▶ _AIM OF THE EXERCISE_: Every line of the data is to be reproduced exactly.

[Start of Attachment]

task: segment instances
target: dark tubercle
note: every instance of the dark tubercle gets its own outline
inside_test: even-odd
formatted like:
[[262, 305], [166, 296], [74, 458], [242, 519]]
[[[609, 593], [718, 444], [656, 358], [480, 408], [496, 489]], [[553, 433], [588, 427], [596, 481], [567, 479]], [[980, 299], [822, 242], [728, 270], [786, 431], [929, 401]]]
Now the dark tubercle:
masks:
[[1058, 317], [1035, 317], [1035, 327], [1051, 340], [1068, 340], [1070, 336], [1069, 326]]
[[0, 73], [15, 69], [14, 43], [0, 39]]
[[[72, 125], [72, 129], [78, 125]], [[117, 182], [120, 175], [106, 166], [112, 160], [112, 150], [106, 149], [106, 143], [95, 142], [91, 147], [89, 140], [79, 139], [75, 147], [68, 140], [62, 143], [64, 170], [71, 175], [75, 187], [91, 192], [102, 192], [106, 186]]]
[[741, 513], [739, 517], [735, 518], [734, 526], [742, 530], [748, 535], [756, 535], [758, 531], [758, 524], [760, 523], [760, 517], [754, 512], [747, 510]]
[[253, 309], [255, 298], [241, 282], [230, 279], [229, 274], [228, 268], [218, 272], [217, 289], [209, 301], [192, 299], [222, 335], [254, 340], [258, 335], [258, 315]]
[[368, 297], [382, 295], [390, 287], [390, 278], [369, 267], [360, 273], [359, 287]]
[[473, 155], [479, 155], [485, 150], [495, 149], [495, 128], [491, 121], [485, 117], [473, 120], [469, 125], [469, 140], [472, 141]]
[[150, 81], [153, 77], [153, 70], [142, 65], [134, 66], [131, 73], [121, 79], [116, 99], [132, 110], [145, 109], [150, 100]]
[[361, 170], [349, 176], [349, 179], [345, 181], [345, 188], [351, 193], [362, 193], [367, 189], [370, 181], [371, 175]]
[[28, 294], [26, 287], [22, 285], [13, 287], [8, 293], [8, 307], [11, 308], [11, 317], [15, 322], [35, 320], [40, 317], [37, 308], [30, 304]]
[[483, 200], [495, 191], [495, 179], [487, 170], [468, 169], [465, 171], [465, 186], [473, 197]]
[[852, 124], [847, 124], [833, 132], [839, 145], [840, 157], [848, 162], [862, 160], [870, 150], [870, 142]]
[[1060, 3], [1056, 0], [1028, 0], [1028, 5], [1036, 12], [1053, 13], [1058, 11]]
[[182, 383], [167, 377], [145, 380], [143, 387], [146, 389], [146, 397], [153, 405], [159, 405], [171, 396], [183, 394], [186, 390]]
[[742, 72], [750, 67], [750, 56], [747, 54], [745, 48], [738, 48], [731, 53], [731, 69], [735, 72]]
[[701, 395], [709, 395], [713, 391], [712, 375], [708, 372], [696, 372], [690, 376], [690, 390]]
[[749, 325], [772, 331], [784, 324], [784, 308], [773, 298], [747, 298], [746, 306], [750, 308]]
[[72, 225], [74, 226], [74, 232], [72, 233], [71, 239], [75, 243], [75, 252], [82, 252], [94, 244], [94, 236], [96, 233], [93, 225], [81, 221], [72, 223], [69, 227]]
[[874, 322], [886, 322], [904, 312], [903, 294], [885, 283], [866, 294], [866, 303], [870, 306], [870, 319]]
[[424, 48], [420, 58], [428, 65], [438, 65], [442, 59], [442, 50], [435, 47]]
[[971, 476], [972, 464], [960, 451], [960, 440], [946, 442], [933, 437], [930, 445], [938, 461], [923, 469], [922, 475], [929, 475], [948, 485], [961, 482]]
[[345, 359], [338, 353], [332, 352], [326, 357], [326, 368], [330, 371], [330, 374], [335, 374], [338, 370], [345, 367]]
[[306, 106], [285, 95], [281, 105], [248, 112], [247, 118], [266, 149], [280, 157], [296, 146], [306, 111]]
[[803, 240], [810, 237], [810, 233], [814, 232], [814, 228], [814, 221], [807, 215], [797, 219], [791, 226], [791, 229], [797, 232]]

[End of Attachment]

▶ _SOLUTION TO THE EXERCISE_:
task: segment instances
target: dark tubercle
note: every instance of the dark tubercle gets its own outline
inside_test: even-odd
formatted like:
[[262, 305], [166, 296], [74, 458], [242, 519]]
[[[609, 593], [718, 444], [656, 358], [480, 408], [496, 489]], [[553, 433], [588, 427], [596, 481], [567, 479]], [[980, 299], [822, 242], [728, 270], [786, 431], [929, 401]]]
Now the dark tubercle:
masks:
[[1058, 317], [1035, 317], [1035, 327], [1051, 340], [1068, 340], [1070, 336], [1069, 326]]
[[0, 73], [15, 69], [14, 43], [0, 39]]
[[[72, 125], [72, 129], [78, 125]], [[117, 182], [120, 175], [106, 166], [112, 160], [112, 150], [106, 149], [106, 143], [95, 142], [91, 147], [89, 140], [79, 139], [75, 147], [68, 140], [62, 143], [64, 170], [71, 175], [75, 187], [91, 192], [102, 192], [106, 186]]]
[[741, 513], [739, 517], [735, 518], [734, 526], [742, 530], [748, 535], [756, 535], [758, 531], [758, 524], [760, 523], [760, 517], [754, 512], [747, 510]]
[[253, 309], [255, 298], [241, 282], [230, 279], [229, 274], [228, 268], [218, 272], [217, 289], [209, 301], [192, 299], [222, 335], [254, 340], [258, 335], [258, 315]]
[[368, 297], [382, 295], [390, 287], [390, 278], [369, 267], [360, 273], [359, 287]]
[[473, 155], [479, 155], [485, 150], [495, 149], [495, 128], [491, 121], [485, 117], [473, 120], [469, 125], [469, 140], [472, 141]]
[[150, 81], [153, 77], [153, 70], [142, 65], [134, 66], [131, 73], [121, 79], [116, 99], [132, 110], [145, 109], [150, 100]]
[[361, 170], [349, 176], [349, 179], [345, 181], [345, 188], [351, 193], [362, 193], [367, 189], [370, 181], [371, 175]]
[[28, 294], [26, 287], [22, 285], [13, 287], [8, 293], [8, 307], [11, 308], [11, 317], [15, 322], [35, 320], [40, 317], [37, 308], [30, 304]]
[[483, 200], [495, 191], [495, 179], [487, 170], [468, 169], [465, 171], [465, 186], [473, 197]]
[[852, 124], [847, 124], [833, 132], [839, 145], [840, 157], [848, 162], [862, 160], [870, 150], [870, 142]]
[[1060, 3], [1056, 0], [1028, 0], [1028, 5], [1036, 12], [1053, 13], [1058, 11]]
[[182, 383], [167, 377], [145, 380], [143, 387], [146, 389], [146, 397], [153, 405], [159, 405], [171, 396], [183, 394], [186, 390]]
[[742, 72], [750, 67], [750, 56], [747, 54], [745, 48], [738, 48], [731, 53], [731, 69], [735, 72]]
[[701, 395], [709, 395], [713, 391], [712, 375], [708, 372], [696, 372], [690, 376], [690, 390]]
[[749, 325], [772, 331], [784, 324], [784, 308], [773, 298], [747, 298], [746, 306], [750, 308]]
[[72, 225], [74, 226], [74, 232], [72, 233], [71, 239], [75, 243], [75, 252], [82, 252], [94, 244], [94, 236], [96, 233], [93, 225], [81, 221], [72, 223], [69, 227]]
[[874, 322], [886, 322], [904, 312], [903, 294], [885, 283], [866, 294], [866, 303], [870, 306], [870, 319]]
[[424, 48], [420, 58], [428, 65], [438, 65], [442, 59], [442, 50], [435, 47]]
[[971, 476], [972, 464], [960, 451], [960, 440], [946, 442], [933, 437], [930, 445], [938, 461], [923, 469], [922, 475], [929, 475], [948, 485], [961, 482]]
[[345, 359], [338, 353], [332, 352], [326, 357], [326, 368], [330, 371], [330, 374], [335, 374], [338, 370], [345, 367]]
[[306, 106], [285, 95], [281, 105], [248, 112], [247, 118], [266, 149], [280, 157], [296, 146], [306, 111]]
[[803, 240], [810, 237], [810, 233], [814, 232], [814, 228], [814, 221], [807, 215], [797, 219], [791, 226], [791, 229], [797, 232]]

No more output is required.